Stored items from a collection
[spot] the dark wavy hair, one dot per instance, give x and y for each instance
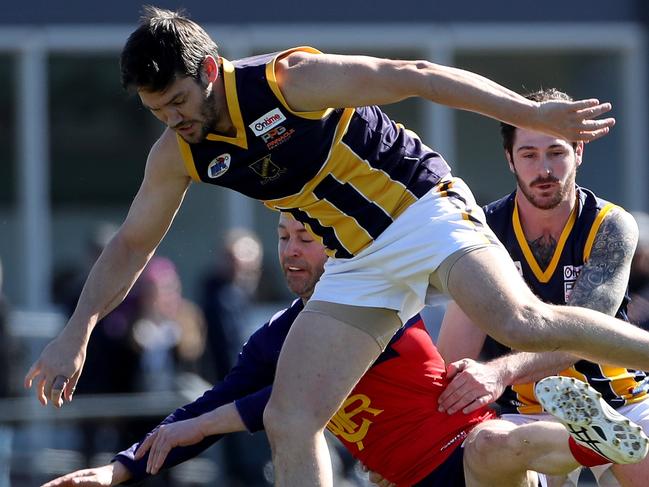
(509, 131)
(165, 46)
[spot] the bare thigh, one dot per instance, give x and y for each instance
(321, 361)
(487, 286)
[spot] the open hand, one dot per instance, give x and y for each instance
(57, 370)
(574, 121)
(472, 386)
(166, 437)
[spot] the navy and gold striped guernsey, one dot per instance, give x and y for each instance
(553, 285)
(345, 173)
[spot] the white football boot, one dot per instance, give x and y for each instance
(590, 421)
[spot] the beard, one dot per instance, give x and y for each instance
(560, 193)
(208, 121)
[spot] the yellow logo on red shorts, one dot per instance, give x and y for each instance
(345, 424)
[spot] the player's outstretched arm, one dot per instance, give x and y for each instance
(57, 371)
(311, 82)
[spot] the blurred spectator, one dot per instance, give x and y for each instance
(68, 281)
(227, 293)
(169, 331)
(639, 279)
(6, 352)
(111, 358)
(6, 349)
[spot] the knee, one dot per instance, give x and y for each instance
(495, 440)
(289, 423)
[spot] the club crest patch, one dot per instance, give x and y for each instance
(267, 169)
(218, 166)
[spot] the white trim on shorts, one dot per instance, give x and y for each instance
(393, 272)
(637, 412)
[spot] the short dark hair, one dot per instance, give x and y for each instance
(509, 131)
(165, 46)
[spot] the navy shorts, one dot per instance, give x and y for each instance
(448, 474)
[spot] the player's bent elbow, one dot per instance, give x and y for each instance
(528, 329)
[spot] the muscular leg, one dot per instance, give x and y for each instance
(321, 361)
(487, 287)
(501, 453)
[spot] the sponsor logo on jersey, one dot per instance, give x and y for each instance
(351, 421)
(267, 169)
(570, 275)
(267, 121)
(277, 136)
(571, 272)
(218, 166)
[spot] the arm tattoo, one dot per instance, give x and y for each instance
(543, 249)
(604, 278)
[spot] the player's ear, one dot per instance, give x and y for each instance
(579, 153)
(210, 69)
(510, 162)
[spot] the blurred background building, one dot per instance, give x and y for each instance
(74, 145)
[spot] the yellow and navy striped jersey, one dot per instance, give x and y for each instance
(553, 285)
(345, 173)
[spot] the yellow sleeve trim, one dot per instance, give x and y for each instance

WORK TASK -> Print all of the records shown above exactly, leaving out each picture.

TASK OUTPUT ->
[spot] the dark wavy hair, one dot per instance, give x and y for each instance
(509, 131)
(165, 46)
[spot] the bare thigh, one dot per instance, give x and y for each instance
(321, 361)
(487, 286)
[spot] the open hand, one dot per instance, give x and y for each instance
(57, 370)
(574, 121)
(472, 386)
(166, 437)
[spot] the navy and gold striped guernsey, one dot per instance, give x and y for each instance
(553, 285)
(345, 173)
[spot] the white football boot, one dot per instance, give x and y for each instance
(590, 421)
[spot] the beard, one dot per instance, give x and y for each instance
(560, 193)
(208, 121)
[spot] the yellow logo on red shorts, one dot per instance, give x and y for each instance
(345, 424)
[spot] the player's outstretched arm, one dot per instance, give x and y for each instance
(57, 371)
(311, 82)
[spot] the blurred spectator, one dot per instance, give x and y for each instance
(68, 281)
(227, 293)
(169, 331)
(639, 279)
(6, 352)
(111, 358)
(6, 349)
[spot] the knee, one dot per instance, give x and y for each instance
(495, 440)
(289, 423)
[spot] the club crest patch, one dot per instance, give x and y for each instance
(267, 169)
(218, 166)
[spot] the white trim on shorts, one dot per instance, give x and y for each instance
(393, 272)
(637, 412)
[spot] the short dark hair, one dot per instance, give x and y for each instance
(509, 131)
(165, 46)
[spot] the navy shorts, one dot per instance, give x and y for each instance
(448, 474)
[spot] the player's bent elbow, one dot per instance, give x and y for each instance
(528, 329)
[spot] the muscular leg, one dot per instance, give x and y for each instance
(321, 361)
(487, 287)
(501, 453)
[spot] the sponsor logo on jersey, one dot per instance, give x and y for each instance
(351, 421)
(267, 169)
(570, 275)
(267, 121)
(277, 136)
(571, 272)
(218, 166)
[spot] the arm tattoo, one dot per instance, give x and y for each instance
(543, 249)
(604, 278)
[spot] the player's ear, one dot per instance, give x and y for each instance
(579, 153)
(210, 69)
(510, 162)
[spot] the blurred background building, one dot per instance, give x and y for each instance
(74, 145)
[spot] the yellow and navy striped jersey, one dot per instance, give x and y for each instance
(553, 285)
(345, 173)
[spot] the yellow sleeve trim, one dot per instance, give x and y for each instance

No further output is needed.